As healthcare professionals across America grapple with or prepare for a surge of COVID-19 cases, ICU placements, and deaths, many are emphasizing the importance of advance care planning to help people clarify their medical wishes and values.

Susan Enguidanos, PhD, associate professor in the USC Leonard Davis School of Gerontology
Susan Enguidanos, PhD, associate professor in the USC Leonard Davis School of Gerontology

Advance care planning encourages us to think about what kind of medical care we would want if we were too sick to express our wishes, while advance directives are a tool used to document certain healthcare decisions.

On April 16, National Healthcare Decisions Day, it is worth asking how the COVID-19 pandemic has reinforced or changed our ideas about advance care planning. Experts say it has created unique opportunities for people to talk about difficult topics like the possibility of a catastrophic illness.

“This year’s National Healthcare Decisions Day may be the most important one we’ve ever had,” said Susan Enguidanos, PhD, a palliative care researcher and associate professor at the University of Southern California Leonard Davis School of Gerontology. “Many of us have more time on our hands as we are sheltering at home. You can take a little time, have the conversation with your loved ones, and talk about worst-case scenarios.”

Trajectory of Illness in At-Risk Patients

There is now a familiar trajectory for COVID-19 patients who are elderly, frail, or have underlying chronic conditions and report to the hospital with difficulty breathing and severe fatigue. If their lungs continue to deteriorate, they may progress to the ICU, and perhaps be placed on a ventilator.

In an effort to limit the spread of disease, these patients are often separated from their loved ones. Amid the hospital’s high-stress response, there may not be time to consider a comfort-care-only alternative to ventilators.

Experience to date says the majority of those with severe COVID infection who are placed on a ventilator aren’t going to come off the treatment or return home, said Enguidanos. Even those who do come off a ventilator may still experience serious complications.

“Once they’re on a ventilator, the option of dying at home is off the table,” she said. “A lot of the customary vagueness of advance care planning is gone. We know the course and the direction of the disease.”

Make Choices Known Before Illness Strikes

If dying at home is important to people, or if they would rather not end up on a ventilator with a high likelihood of a bad outcome, it is important to make that clear before the crisis happens.

That means naming a healthcare proxy who they trust and who would support their values; explaining those values to their loved ones; and perhaps completing an advance directive specific to COVID-19.

“If you already have an advance directive, pull it out and revisit it,” Enguidanos said. Write (and date and witness) additional information with specific choices related COVID-19, or do a new document.

“If you’re already in a situation where your health is declining, and you’ve made choices about what you don’t want—such as being on a ventilator—this may be your only chance to make those choices stick,” Enguidanos said.

It may mean insisting on staying at home, if possible, despite labored breathing or shortness of breath. Hospice and palliative care services are experienced in providing care in the home to patients with COPD (chronic obstructive pulmonary disease) and managing somewhat similar symptoms.

“So hospice is a good option for patients with COVID-19 who want to stay at home,” Enguidanos added.

◆ Required actions
a) On what date does the advance care planning article say National Healthcare Decisions Day falls?
b) Write out everything in the advance care planning article from "Advance care planning encourages" down to "a catastrophic illness.".
The rows that come next aren't needed for anything here.

◆ Information shown
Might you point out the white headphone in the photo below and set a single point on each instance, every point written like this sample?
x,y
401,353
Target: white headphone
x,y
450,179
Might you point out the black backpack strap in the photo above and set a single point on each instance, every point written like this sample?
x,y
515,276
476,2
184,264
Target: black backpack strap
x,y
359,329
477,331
...
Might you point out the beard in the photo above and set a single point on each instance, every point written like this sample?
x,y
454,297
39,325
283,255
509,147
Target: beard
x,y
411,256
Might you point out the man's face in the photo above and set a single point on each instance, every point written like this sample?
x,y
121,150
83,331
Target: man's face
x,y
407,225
...
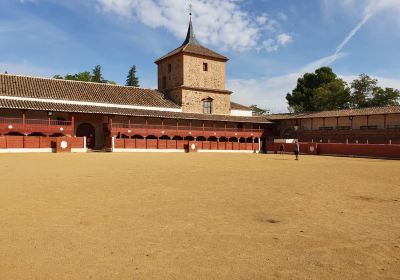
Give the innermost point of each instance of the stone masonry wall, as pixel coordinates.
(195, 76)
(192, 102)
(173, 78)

◆ Answer set
a) April 16.

b)
Advance care planning encourages us to think about what kind of medical care we would want if we were too sick to express our wishes, while advance directives are a tool used to document certain healthcare decisions.

On April 16, National Healthcare Decisions Day, it is worth asking how the COVID-19 pandemic has reinforced or changed our ideas about advance care planning. Experts say it has created unique opportunities for people to talk about difficult topics like the possibility of a catastrophic illness.